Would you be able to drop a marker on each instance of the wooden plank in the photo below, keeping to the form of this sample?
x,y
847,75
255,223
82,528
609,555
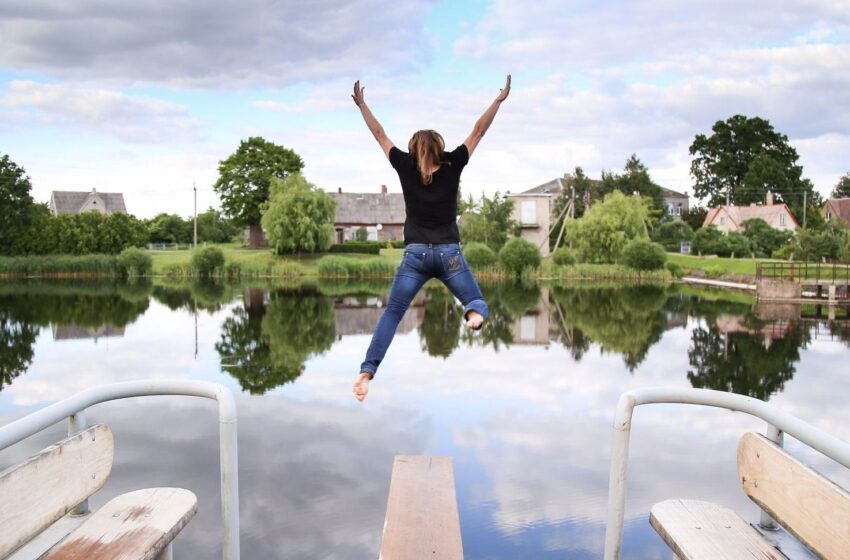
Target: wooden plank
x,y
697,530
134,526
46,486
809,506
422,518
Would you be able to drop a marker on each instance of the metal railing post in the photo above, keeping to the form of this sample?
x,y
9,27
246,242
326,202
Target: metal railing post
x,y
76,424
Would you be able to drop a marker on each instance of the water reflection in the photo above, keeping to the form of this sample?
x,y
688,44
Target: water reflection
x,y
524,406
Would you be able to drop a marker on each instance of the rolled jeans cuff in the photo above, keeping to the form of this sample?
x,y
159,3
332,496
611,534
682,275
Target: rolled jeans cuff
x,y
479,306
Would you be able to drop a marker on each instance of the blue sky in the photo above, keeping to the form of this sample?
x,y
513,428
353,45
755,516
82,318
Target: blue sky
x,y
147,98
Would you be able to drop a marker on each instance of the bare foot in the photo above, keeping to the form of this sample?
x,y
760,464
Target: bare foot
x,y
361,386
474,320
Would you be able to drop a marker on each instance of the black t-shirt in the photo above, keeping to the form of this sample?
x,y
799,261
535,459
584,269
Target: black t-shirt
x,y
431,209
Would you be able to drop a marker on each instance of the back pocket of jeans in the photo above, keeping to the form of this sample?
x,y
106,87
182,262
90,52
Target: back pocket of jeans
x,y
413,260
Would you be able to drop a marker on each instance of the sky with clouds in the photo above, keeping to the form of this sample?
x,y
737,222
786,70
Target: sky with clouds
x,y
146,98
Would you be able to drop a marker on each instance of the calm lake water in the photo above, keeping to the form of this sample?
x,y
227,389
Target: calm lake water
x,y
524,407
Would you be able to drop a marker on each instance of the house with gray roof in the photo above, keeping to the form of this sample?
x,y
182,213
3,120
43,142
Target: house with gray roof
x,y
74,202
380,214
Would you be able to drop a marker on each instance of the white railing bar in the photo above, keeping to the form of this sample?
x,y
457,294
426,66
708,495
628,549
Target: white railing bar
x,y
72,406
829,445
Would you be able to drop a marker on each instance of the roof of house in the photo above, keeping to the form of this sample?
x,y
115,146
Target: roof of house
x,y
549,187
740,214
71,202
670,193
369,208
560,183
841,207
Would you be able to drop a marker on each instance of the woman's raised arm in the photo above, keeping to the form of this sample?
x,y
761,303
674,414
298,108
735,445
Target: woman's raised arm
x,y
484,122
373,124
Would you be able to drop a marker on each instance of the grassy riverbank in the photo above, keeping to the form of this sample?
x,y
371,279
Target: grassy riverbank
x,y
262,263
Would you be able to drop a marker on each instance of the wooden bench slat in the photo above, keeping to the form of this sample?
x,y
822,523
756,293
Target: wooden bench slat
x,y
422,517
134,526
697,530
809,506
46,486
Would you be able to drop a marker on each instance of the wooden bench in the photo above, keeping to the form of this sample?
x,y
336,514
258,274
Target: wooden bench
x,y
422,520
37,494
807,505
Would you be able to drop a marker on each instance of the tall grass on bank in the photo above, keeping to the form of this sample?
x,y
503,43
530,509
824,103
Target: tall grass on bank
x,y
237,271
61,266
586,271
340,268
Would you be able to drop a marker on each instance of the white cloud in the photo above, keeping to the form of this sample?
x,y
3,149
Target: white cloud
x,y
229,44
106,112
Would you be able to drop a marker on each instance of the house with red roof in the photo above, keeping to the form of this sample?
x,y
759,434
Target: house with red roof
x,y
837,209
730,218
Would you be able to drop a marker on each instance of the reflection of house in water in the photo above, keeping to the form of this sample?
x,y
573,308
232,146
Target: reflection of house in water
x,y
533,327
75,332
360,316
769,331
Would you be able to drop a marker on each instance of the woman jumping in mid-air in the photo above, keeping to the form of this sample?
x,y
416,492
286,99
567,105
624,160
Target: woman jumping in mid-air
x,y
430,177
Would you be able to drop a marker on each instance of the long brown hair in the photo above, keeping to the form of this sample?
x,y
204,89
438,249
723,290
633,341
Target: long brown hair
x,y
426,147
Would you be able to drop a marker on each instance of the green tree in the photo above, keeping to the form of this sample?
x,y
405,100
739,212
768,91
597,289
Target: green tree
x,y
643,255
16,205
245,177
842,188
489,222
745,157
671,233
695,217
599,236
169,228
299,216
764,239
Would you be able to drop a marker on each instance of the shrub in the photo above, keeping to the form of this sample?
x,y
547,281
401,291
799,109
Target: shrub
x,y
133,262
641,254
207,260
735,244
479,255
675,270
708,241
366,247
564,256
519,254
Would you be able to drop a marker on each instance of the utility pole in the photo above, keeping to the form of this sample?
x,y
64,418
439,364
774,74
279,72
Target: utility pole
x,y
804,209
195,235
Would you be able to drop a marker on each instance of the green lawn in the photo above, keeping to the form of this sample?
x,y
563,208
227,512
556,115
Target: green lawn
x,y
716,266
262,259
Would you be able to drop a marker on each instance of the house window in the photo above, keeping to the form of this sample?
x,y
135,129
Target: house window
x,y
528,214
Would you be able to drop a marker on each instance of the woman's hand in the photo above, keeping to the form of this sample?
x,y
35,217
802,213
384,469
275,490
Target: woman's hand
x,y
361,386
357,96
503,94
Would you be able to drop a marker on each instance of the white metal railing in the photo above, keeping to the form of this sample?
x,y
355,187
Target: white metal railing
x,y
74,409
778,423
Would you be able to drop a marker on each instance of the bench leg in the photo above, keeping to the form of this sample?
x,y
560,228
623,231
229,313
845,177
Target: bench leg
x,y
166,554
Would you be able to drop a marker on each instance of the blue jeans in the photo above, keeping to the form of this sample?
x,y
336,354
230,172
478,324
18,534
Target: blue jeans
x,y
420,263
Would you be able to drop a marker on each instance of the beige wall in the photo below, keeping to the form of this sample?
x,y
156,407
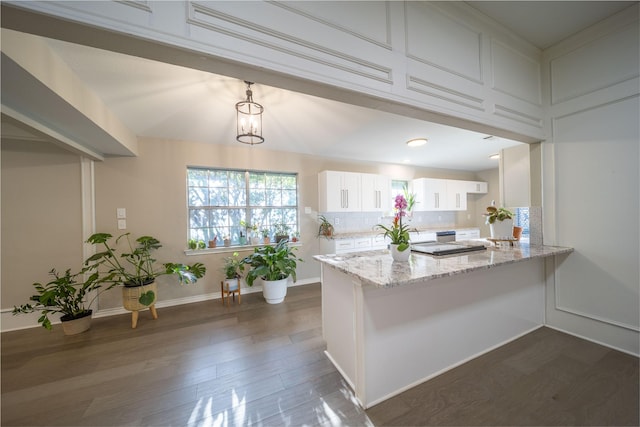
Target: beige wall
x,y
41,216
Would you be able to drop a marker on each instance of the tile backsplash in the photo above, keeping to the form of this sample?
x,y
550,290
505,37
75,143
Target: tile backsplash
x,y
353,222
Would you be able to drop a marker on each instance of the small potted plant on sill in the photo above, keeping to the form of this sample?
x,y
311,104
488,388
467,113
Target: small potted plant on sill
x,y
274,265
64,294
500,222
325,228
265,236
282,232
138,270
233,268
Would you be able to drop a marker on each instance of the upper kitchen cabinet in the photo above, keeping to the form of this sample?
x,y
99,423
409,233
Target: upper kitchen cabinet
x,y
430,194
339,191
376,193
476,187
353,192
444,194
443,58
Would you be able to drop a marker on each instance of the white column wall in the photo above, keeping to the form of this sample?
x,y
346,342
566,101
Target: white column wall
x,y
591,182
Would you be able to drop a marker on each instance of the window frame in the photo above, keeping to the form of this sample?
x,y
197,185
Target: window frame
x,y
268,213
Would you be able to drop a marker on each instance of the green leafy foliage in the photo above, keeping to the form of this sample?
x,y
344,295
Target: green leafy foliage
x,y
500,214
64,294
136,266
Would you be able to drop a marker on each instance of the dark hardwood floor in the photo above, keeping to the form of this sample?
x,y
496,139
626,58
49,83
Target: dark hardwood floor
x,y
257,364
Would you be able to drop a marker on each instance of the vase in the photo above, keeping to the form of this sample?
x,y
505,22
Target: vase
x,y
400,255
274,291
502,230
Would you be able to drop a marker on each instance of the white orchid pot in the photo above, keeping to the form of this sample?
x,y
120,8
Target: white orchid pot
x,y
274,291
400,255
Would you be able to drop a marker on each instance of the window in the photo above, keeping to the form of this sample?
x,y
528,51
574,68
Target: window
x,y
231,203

--

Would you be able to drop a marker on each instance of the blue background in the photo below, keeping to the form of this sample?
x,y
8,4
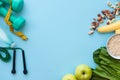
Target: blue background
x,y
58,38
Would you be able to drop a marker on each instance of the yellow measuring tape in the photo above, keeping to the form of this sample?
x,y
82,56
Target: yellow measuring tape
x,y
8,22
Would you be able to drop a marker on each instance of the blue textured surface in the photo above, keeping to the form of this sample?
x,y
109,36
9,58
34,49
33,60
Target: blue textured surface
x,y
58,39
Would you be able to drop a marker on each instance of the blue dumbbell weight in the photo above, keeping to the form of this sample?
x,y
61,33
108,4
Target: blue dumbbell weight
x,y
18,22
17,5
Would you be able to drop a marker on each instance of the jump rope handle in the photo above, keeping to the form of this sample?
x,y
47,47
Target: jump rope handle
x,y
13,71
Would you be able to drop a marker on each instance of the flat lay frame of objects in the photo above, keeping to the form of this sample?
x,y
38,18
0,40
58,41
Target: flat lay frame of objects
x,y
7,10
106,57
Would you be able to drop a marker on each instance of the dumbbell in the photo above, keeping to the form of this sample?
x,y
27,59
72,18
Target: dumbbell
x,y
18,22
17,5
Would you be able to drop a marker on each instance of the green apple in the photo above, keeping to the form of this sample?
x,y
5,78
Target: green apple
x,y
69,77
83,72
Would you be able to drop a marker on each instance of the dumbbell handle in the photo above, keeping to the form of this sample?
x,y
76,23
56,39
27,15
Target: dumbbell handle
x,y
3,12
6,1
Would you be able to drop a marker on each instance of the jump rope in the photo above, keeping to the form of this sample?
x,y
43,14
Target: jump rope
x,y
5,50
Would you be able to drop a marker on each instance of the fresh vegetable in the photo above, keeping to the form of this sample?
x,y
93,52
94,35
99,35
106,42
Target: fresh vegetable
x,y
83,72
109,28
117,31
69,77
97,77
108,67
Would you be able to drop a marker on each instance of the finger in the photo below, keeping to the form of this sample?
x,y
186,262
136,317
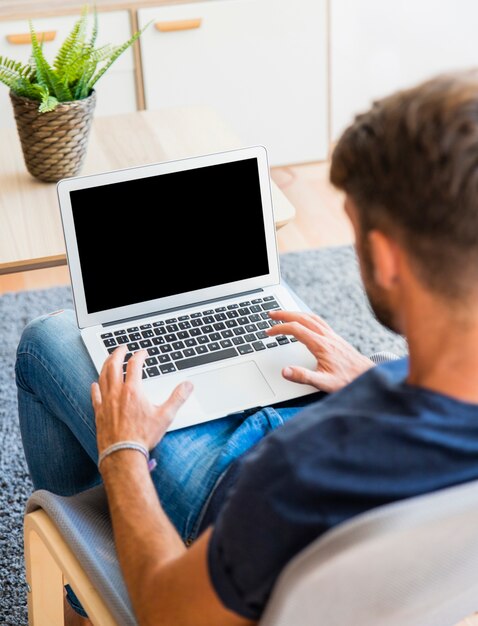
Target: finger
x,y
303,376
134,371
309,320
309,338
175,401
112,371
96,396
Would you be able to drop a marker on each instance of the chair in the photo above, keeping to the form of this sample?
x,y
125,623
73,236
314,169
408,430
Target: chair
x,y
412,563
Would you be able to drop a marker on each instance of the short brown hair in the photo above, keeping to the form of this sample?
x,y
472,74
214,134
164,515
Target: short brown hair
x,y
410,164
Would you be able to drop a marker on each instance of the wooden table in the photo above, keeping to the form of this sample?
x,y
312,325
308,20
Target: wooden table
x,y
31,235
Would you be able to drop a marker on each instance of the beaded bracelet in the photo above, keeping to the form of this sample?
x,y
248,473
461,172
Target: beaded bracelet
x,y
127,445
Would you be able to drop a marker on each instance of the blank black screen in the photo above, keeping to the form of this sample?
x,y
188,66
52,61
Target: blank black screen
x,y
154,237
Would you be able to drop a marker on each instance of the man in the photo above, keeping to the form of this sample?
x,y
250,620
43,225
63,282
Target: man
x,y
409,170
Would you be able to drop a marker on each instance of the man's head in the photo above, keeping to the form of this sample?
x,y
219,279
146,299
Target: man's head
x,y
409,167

Problem to solve → Looking at the records above, tally the lines holding "below" and reply with that number only.

Written answer → 4